Work request: Write out each record below, word for word.

(Stored data entries)
■ ■ ■ ■

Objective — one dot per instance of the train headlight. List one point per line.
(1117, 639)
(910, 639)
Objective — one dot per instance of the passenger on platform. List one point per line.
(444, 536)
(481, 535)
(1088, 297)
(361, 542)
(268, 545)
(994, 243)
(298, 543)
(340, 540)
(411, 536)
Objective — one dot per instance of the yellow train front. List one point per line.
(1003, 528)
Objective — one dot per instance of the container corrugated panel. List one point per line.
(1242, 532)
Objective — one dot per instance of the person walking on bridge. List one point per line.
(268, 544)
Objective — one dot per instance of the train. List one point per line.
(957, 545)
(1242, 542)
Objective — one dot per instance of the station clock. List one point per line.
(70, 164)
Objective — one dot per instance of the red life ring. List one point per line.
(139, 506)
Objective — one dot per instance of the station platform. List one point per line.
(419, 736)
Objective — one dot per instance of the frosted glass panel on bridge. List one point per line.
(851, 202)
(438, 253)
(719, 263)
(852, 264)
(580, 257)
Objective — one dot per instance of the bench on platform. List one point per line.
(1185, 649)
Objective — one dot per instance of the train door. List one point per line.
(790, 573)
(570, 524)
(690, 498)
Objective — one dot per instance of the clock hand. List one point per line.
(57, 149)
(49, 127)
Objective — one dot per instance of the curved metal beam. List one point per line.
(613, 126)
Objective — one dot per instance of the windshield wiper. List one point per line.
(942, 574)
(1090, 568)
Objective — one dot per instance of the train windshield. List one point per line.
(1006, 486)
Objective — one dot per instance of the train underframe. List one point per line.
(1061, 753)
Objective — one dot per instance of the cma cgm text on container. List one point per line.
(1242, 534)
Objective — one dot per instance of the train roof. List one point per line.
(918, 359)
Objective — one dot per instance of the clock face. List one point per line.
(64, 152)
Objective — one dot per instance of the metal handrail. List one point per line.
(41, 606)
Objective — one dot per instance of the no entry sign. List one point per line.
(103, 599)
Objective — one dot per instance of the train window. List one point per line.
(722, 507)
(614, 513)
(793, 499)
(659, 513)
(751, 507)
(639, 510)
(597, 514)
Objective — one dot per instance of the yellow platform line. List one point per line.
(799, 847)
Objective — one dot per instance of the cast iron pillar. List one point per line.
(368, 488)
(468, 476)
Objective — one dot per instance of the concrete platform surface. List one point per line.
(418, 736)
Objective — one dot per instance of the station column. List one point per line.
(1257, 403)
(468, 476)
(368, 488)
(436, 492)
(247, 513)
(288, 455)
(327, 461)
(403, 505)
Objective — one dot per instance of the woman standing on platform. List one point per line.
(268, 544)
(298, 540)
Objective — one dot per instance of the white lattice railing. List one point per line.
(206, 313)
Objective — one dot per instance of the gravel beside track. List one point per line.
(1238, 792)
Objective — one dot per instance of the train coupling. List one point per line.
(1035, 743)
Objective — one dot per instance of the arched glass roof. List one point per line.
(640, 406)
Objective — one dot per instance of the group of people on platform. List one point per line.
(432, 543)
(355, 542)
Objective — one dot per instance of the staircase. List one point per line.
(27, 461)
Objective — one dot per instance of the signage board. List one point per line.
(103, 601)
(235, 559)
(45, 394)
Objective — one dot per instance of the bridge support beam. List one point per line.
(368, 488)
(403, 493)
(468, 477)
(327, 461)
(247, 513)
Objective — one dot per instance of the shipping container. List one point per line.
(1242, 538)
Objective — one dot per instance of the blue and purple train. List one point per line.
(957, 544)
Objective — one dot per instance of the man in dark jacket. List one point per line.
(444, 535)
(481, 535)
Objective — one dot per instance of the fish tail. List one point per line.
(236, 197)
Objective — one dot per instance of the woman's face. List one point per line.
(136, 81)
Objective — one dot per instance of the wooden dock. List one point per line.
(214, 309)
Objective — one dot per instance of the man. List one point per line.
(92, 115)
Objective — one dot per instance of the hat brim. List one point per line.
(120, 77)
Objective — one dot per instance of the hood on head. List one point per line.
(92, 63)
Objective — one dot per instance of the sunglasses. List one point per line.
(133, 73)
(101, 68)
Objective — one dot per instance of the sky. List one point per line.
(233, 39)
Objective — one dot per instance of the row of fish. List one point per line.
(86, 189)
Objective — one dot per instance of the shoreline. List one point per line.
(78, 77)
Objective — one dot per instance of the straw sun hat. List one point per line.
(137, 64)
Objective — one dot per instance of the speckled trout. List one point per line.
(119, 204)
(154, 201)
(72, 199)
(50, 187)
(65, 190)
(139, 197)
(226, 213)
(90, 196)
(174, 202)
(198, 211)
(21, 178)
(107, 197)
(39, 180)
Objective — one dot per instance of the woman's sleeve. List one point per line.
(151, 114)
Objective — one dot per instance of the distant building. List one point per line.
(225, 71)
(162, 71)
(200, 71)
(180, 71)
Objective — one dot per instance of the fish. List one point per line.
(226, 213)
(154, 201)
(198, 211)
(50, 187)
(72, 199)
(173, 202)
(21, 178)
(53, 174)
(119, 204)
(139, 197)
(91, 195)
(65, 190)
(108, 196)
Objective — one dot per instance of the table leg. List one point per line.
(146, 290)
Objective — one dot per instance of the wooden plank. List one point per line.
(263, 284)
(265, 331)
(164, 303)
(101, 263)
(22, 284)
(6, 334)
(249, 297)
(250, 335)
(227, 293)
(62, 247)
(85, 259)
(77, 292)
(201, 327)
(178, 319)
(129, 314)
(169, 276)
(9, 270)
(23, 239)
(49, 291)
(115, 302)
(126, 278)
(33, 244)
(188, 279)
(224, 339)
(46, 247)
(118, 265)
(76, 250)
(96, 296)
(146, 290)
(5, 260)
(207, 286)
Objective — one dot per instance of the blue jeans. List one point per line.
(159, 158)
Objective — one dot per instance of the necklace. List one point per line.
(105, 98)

■ ■ ■ ■

Answer section:
Objective — one dot per instance of the train headlight. List one point per line.
(1117, 639)
(910, 639)
Objective — one dot per instance of the passenger on platform. List one point per line.
(444, 536)
(481, 535)
(1088, 297)
(361, 542)
(268, 545)
(994, 243)
(298, 543)
(340, 540)
(411, 536)
Objective — one dot per instance of the yellow train front. List one point per line.
(1003, 528)
Objective — one dot per instance of the container corrugated panel. List one point per line.
(1242, 532)
Objective — one dot per instance of the person walking on bridge. List one point per line.
(268, 544)
Objective — one dot per instance of the train. List one point per line.
(957, 545)
(1242, 542)
Objective — one dot per instance of the station clock. List one point per line.
(70, 164)
Objective — one dot per instance of the red life ring. List one point per line.
(139, 506)
Objective — one dot per instance of the station platform. List one point per line.
(419, 736)
Objective — one dot per instance of the frosted glass panel on bridge. List one point per line.
(851, 202)
(438, 253)
(719, 263)
(852, 264)
(580, 257)
Objective — one dot per instance of the bench on platform. List one point per line.
(1185, 649)
Objective — one dot per instance of the train door. List one point per line.
(790, 573)
(570, 524)
(690, 498)
Objective — one dot per instance of the clock hand. List one point per line.
(57, 149)
(49, 127)
Objective — one dot per instance of the curved metal beam. List one point per line.
(613, 126)
Objective — one dot per instance of the windshield wiper. List one point per line.
(942, 574)
(1090, 568)
Objective — one dot per instance of the train windshield. List one point per line.
(1006, 486)
Objective — one dot per instance of the train underframe. List one point per line.
(1061, 753)
Objective — one dot per instance of the cma cgm text on container. List one point per line.
(1242, 534)
Objective — one dot per instance of the train roof. List one point per line.
(918, 359)
Objective — one dot per instance of the clock face. List one point per line.
(64, 152)
Objective — one dot per instance of the metal handrail. List one point per line.
(41, 606)
Objective — one dot per instance of the no entry sign. List one point per line.
(103, 599)
Objective — one dot per instance of the train window. List one point per line.
(722, 507)
(614, 513)
(793, 499)
(659, 513)
(751, 507)
(639, 510)
(597, 514)
Objective — one dot per instance of the yellow platform line. List one point per line.
(799, 847)
Objective — one dot per instance of the cast iron pillar. List one point per line.
(368, 488)
(468, 476)
Objective — one dot per instance of the concrete platform surface. List one point per line.
(418, 736)
Objective — one dot per instance of the station column. List one point per line.
(1257, 403)
(468, 476)
(368, 488)
(436, 492)
(247, 513)
(288, 455)
(327, 461)
(403, 505)
Objective — one dot per instance of the woman standing on platform. List one point per line.
(268, 544)
(298, 540)
Objective — one dot per instance of the white lattice railing. List one point per line.
(206, 313)
Objective — one dot per instance of the gravel beside track. List one point per line.
(1238, 792)
Objective — one dot per instance of the train coupling. List one point per line.
(1035, 743)
Objective — one dot per instance of the arched glass roof. List one point per line.
(640, 406)
Objective — one dot per instance of the group of people on platform. List one point per line.
(432, 543)
(355, 542)
Objective — one dot per instance of the staircase. List one point per line.
(27, 461)
Objective — one dot per instance of the signage board. List one point per line.
(103, 601)
(235, 559)
(45, 394)
Objective — one dot per instance of the bridge support beam. List one point per line.
(368, 488)
(403, 493)
(468, 477)
(327, 461)
(247, 513)
Objective — one dot per instance of the shipping container. List one point per line.
(1242, 538)
Objective — one dot per instance of the blue and purple train. List one point per line.
(957, 544)
Objective — one dot per instance of the man in dark jacket. List one point per line.
(444, 535)
(481, 535)
Objective — one dot per instance of the fish tail. List one point per line.
(236, 197)
Objective — one dot per instance of the woman's face. List one point per line.
(136, 81)
Objective — one dot per instance of the wooden dock. List one point per line.
(214, 309)
Objective — one dot per instance of the man. List one point per line.
(92, 115)
Objective — one dot per instance of the hat brim. List one point per line.
(120, 77)
Objective — one dot per instance of the hood on head. List one point per line.
(92, 63)
Objective — one dot per instance of the sunglasses. List one point per line.
(133, 73)
(101, 68)
Objective — one dot per instance of the sky. List one point per line.
(233, 39)
Objective — one dot per instance of the row of fish. List one point per line.
(86, 189)
Objective — one dot per instance of the shoreline. List one point per line.
(78, 77)
Objective — one dot per instance of the straw sun hat. List one point per line.
(137, 64)
Objective — one dot per instance of the speckled trout. List one point per line.
(119, 204)
(154, 201)
(72, 199)
(50, 187)
(65, 190)
(139, 197)
(226, 213)
(90, 196)
(174, 202)
(198, 211)
(21, 178)
(107, 197)
(39, 180)
Objective — one dot per instance of the woman's sleeve. List one point per line.
(151, 114)
Objective — one dot per instance of the distant building. List one point per line.
(225, 71)
(162, 71)
(200, 71)
(180, 71)
Objective — one dot per instance of the fish. List one point per line.
(226, 213)
(154, 201)
(198, 211)
(50, 187)
(72, 199)
(173, 202)
(21, 178)
(53, 174)
(119, 204)
(139, 197)
(91, 195)
(65, 190)
(108, 196)
Objective — one dot per instance of the table leg. List one point per line.
(146, 290)
Objective — one dot per instance of the wooden plank. List one point per line.
(263, 284)
(265, 331)
(164, 303)
(101, 263)
(22, 284)
(6, 334)
(249, 297)
(250, 335)
(227, 293)
(62, 247)
(85, 259)
(77, 292)
(201, 327)
(178, 319)
(129, 314)
(169, 276)
(9, 270)
(23, 239)
(49, 291)
(115, 302)
(126, 278)
(33, 244)
(188, 279)
(224, 339)
(46, 247)
(118, 265)
(76, 250)
(96, 296)
(146, 290)
(5, 260)
(207, 286)
Objective — one dot per instance of the blue jeans. List one point per line.
(159, 158)
Objective — one dot per instance of the necklace. List one point per line.
(105, 98)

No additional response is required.